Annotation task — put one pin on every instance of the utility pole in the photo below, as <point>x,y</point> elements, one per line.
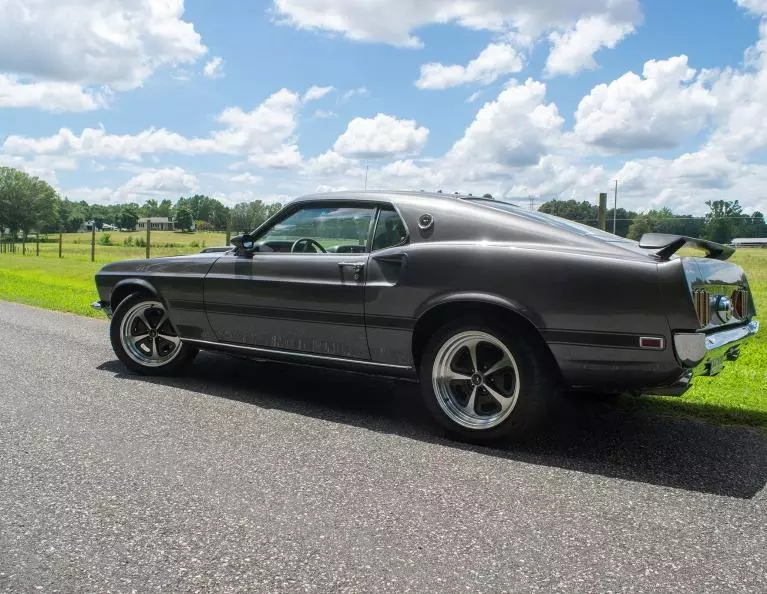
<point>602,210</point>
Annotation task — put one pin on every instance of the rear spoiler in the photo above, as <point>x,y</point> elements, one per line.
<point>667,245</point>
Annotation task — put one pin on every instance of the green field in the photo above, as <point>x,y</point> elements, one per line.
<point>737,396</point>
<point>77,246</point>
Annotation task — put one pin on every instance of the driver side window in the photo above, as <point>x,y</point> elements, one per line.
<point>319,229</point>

..........

What you should do | When you reach the line containing "of the driver" in the listing, transcribe it and every line after it exactly, through the last line, and add nothing.

Exercise output |
Annotation task — put one pin on every instance of the driver side window in the photo above, as <point>x,y</point> elements, one per line.
<point>319,229</point>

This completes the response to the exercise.